---------- Raw data ----------

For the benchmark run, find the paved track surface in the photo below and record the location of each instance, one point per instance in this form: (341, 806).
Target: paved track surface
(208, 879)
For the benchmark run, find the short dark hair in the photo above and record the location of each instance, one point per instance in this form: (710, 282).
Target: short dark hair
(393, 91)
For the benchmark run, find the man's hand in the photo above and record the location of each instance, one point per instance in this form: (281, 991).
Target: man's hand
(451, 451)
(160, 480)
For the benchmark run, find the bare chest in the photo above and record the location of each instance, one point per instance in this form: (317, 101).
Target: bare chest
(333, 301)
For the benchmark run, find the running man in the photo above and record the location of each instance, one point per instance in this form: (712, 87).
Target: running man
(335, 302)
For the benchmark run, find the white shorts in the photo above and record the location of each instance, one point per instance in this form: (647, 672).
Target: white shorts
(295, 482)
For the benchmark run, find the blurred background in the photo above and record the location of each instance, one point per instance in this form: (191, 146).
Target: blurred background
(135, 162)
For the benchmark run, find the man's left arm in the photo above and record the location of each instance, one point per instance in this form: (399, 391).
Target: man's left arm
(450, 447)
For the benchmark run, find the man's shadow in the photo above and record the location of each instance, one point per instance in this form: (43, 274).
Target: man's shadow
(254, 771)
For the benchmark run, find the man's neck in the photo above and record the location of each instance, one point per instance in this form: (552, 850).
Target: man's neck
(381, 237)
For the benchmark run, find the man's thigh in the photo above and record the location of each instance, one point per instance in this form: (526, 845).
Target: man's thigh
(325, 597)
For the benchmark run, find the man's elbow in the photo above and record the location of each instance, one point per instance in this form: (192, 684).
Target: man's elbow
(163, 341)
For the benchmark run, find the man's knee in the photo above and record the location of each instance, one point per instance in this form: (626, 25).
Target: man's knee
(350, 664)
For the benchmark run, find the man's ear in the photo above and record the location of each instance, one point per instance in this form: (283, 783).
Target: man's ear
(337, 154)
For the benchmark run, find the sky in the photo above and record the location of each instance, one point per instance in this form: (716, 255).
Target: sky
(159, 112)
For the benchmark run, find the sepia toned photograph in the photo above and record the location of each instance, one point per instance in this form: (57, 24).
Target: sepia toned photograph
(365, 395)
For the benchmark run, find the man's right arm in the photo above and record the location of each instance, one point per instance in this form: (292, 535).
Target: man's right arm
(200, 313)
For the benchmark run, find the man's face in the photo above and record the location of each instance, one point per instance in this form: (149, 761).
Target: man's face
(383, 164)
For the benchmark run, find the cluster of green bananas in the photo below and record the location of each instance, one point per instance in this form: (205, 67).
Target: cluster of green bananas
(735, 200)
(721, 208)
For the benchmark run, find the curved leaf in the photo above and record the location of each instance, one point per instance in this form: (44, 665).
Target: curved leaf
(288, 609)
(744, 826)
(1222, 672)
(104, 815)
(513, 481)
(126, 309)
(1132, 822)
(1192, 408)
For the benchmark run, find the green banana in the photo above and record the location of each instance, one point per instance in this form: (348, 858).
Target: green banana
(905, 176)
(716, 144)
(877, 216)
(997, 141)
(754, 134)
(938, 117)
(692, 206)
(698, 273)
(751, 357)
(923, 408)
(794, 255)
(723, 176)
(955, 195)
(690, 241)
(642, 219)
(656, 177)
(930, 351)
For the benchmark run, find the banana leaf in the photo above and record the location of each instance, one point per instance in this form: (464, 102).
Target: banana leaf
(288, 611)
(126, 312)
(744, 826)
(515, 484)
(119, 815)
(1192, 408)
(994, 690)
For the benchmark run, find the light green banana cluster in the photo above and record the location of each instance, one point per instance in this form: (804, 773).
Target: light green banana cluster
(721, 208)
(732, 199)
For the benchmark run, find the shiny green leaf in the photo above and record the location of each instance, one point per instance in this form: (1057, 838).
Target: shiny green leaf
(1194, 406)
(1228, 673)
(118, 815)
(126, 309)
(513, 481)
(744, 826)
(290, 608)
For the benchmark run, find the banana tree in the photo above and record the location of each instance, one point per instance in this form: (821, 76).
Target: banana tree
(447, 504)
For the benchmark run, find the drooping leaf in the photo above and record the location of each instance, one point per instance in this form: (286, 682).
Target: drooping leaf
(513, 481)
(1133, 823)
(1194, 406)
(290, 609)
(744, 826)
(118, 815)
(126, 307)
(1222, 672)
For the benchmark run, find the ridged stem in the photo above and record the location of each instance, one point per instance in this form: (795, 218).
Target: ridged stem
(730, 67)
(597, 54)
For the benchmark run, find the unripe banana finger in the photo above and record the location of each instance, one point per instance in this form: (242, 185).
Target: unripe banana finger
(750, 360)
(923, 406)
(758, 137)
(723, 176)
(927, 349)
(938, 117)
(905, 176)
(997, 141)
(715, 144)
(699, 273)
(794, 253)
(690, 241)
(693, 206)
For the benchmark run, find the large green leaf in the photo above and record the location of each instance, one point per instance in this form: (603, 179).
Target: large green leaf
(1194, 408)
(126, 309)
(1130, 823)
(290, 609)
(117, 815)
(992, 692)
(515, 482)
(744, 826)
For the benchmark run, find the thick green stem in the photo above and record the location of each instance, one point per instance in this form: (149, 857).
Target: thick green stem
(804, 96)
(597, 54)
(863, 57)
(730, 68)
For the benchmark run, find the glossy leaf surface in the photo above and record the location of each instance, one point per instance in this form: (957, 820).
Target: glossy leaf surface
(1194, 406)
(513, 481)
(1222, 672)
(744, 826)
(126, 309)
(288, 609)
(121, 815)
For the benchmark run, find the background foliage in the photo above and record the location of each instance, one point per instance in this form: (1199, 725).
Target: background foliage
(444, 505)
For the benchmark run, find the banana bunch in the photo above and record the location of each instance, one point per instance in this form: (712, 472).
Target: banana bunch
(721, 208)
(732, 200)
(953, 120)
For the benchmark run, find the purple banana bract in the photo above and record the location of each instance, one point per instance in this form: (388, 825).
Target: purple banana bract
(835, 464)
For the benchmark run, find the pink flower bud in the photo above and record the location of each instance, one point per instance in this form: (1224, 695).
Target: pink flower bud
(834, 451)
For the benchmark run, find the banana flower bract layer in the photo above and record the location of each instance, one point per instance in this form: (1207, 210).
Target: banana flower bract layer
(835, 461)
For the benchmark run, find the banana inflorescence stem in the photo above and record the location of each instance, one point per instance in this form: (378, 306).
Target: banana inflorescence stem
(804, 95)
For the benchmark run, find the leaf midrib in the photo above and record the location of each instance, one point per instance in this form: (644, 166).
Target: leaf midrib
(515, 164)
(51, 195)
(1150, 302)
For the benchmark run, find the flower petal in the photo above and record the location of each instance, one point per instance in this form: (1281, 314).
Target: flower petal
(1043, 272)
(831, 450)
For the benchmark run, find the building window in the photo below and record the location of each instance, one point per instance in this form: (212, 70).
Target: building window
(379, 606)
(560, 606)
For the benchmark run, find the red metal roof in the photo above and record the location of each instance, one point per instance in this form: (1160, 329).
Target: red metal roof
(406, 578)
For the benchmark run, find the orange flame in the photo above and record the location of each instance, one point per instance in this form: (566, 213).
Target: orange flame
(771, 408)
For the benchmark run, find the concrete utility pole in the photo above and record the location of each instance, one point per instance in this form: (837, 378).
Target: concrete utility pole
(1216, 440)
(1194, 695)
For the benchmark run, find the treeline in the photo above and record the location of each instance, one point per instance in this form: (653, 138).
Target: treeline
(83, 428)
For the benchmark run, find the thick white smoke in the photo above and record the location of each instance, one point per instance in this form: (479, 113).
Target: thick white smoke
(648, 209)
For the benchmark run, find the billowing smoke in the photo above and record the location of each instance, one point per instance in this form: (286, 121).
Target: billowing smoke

----------

Print the whole listing exactly as it is.

For the benchmark run, find the paved track surface in the photo below and record the location of each instance, one point per instance in this form: (341, 806).
Target: paved track surface
(208, 879)
For the benchmark run, find the short dark hair in the photo above and record the location of each instance, one point per instance in this form: (710, 282).
Target: short dark hair
(393, 91)
For the benchmark run, find the man's hand in the photo above and record the location of each instance, one point per instance in this form: (281, 991).
Target: man's hand
(451, 451)
(160, 480)
For the benchmark run, find the bare chest in the photo above and record the location of each instance, one point per instance in this form: (317, 101).
Target: bare chest
(333, 301)
For the benchmark run, find the running man in the photo above and record the location of each instance, one point per instance in this form: (712, 87).
Target: running man
(335, 302)
For the benchmark run, find the white shorts in the photo above and record the location of each instance, one point per instance in this form: (647, 672).
Target: white shorts
(295, 482)
For the benchmark run, find the blurred background in the photo above and record the location of each instance, one point per instance in this form: (191, 146).
Target: blurred background
(135, 162)
For the benchmark run, find the man's left arm in the photo above and record the location of each instance, one point per instance in this form: (399, 391).
Target: man's left arm
(450, 447)
For the benchmark run, find the man's shadow in the photo above and record the location of each instance, one point per instance in this form: (43, 274).
Target: man's shadow
(254, 771)
For the benchmark run, find the man's neck in the photo above and record the location of each instance, one point per instance in this form: (552, 850).
Target: man's neck
(381, 237)
For the benchmark run, find the man's thigh in the photo above and record the location of each instance, one point per instance in this form: (526, 845).
Target: man's thigh
(325, 597)
For the benchmark run, find the man's elbow in the photo above and record the location of each instance, one point per instance in this form: (192, 684).
Target: man's elbow
(163, 341)
For the benchmark run, find the man's knee in the photo above and record the location of each instance, one point per instance in this form: (626, 25).
Target: man's knee
(350, 664)
For the benchmark run, find the man's ear in the photo above and record the location of each instance, one point per instance in this form: (283, 783).
Target: man's ear
(337, 154)
For the benchmark run, find the sky in the photo above and record the location of each instance, one point per instance in this form: (716, 255).
Target: sky
(159, 112)
For the benchmark run, find the sepia toned photograph in the photo above and record the location of each instance, one point per instance in this form: (57, 24).
Target: sepia toned photograph
(365, 395)
For the benchmark run, find the man's right arm in the photo above and record the location of each instance, one point per instance in this form: (292, 535).
Target: man's right arm
(200, 313)
For the benchmark run, find the man's face in the photo above and record the location of each instance, one point per instance in this form: (149, 761).
Target: man's face
(383, 164)
For the benchmark run, find the cluster of green bananas in the photo below and record the location of each instance, one point per instance in this form: (205, 67).
Target: cluster of green bananas
(735, 200)
(721, 208)
For the benchmark run, find the curved leaf in the photo above and record the location of each instance, one point per instance in this form: (44, 665).
Target: curved leaf
(288, 609)
(744, 826)
(1222, 672)
(104, 815)
(513, 481)
(126, 309)
(1132, 822)
(1192, 408)
For the benchmark run, find the green banana in the photo above and record the location of each instance, one point per instance in this form: (348, 858).
Target: green banana
(905, 176)
(716, 144)
(877, 216)
(997, 141)
(754, 134)
(938, 117)
(692, 206)
(698, 273)
(751, 357)
(923, 408)
(794, 255)
(723, 176)
(955, 195)
(690, 241)
(642, 219)
(656, 177)
(930, 351)
For the benchmark run, find the banana leaf in the photo above and record the location of each instance, one point per instance in this form: (464, 102).
Target: banana leaf
(288, 611)
(126, 312)
(744, 826)
(515, 484)
(119, 815)
(1192, 408)
(994, 690)
For the benchmark run, find the light green banana cluster in the photo above and record the location of each instance, one point per instance in this form: (804, 773).
Target: light green banana cluster
(721, 208)
(732, 199)
For the benchmark run, find the shiny green leaf in the photo above and record the location of each instance, one point per instance in this form: (1057, 838).
Target: shiny green leaf
(1194, 406)
(1228, 673)
(118, 815)
(126, 309)
(513, 481)
(744, 826)
(290, 608)
For the benchmark run, find the banana tree in the photo above and record the location of each instance, one point per instance in this form: (821, 76).
Target: banana tree
(447, 504)
For the benchmark run, find the drooping leaf in the photo above and record the location of each instance, one point per instance in this form: (286, 682).
Target: drooping leaf
(513, 481)
(1133, 823)
(1194, 406)
(290, 609)
(744, 826)
(118, 815)
(126, 307)
(1222, 672)
For the benchmark run, find the ridged stem in the photo above and record the location of each instance, one point per instance in this form: (795, 218).
Target: ridged stem
(730, 67)
(597, 54)
For the benchmark run, find the unripe banana finger in the photo above and record the location of each instance, one point per instance in this form: (242, 185).
Target: unripe banana finger
(750, 360)
(923, 406)
(758, 137)
(723, 176)
(927, 349)
(938, 117)
(905, 176)
(997, 141)
(715, 144)
(699, 273)
(794, 253)
(690, 241)
(693, 206)
For the benchmark run, find the large green leaf in the photo above and record the location of each instance, one point per instance in this form: (603, 179).
Target: large green leaf
(1194, 408)
(126, 309)
(1130, 823)
(290, 609)
(117, 815)
(992, 692)
(515, 482)
(744, 826)
For the benchmark run, find the thick green stem in the photo above and record the location of each instance, one point per instance in this form: (149, 857).
Target: thick green stem
(804, 96)
(597, 54)
(863, 57)
(730, 68)
For the benchmark run, find the glossy leaf surface in the photo above and record the location of each instance, one point per instance in this form: (957, 820).
Target: glossy leaf surface
(1194, 406)
(513, 481)
(1222, 672)
(744, 826)
(126, 309)
(288, 609)
(121, 815)
For the benchmark run, find the background foliage in the photo above and record the location of each instance, one point per instance in this form: (1199, 725).
Target: background foliage
(444, 505)
For the benchmark run, find the banana bunch in the photo above and record the location of each instance, one point per instance in this form: (712, 472).
Target: banana bunch
(721, 208)
(732, 200)
(953, 120)
For the benchmark run, find the purple banana bract in the photo above and record the location of each instance, one point per instance in this form: (388, 825).
Target: purple banana bract
(835, 464)
For the benchmark run, find the pink flower bud in the photo above and record the location of each instance, one point per instance in this form: (1224, 695).
Target: pink flower bud
(834, 451)
For the benchmark run, find the banana flower bract layer in the photo above and record the location of each instance, one point per instance in this form: (1207, 210).
Target: banana flower bract layer
(835, 461)
For the benchmark run, find the banana inflorescence stem in the photo above and record the location of each instance, one point per instance in this form: (378, 306).
Target: banana inflorescence stem
(804, 95)
For the benchmark run, find the leaf midrib in the photo above and record the location of each instance, one point per instance in this form: (644, 166).
Target: leaf midrib
(515, 164)
(51, 195)
(1150, 302)
For the benchmark run, find the flower petal in the photo above and record the location of each instance, one point per instance in this form: (1281, 314).
Target: flower petal
(1043, 272)
(831, 450)
For the benchmark run, find the building window in the photo below and record the location of each instance, one point per instance in this form: (212, 70).
Target: building window
(379, 606)
(560, 606)
For the benchmark run, find the red metal roof in the photo above and record the location of each instance, one point per instance in this form: (1160, 329).
Target: red metal roof
(406, 578)
For the benchmark run, find the orange flame in the photo above and record the location of each instance, one point per instance in this form: (566, 213).
Target: orange flame
(771, 408)
For the benchmark run, find the concrete utility pole in the photo above and record the location of each instance, one point per instance in this form: (837, 378).
Target: concrete utility pole
(1216, 440)
(1194, 695)
For the benchmark run, find the treeline in the photo above and record the location of each instance, one point per instance in this form: (653, 138).
Target: treeline
(83, 428)
For the benchmark run, find the thick white smoke in the photo above and record the location of each instance, one point per instance in this form: (479, 113).
Target: thick white smoke
(648, 209)
For the benchmark run, find the billowing smoke in the photo above and record the location of each instance, one point per instance in this form: (286, 121).
Target: billowing smoke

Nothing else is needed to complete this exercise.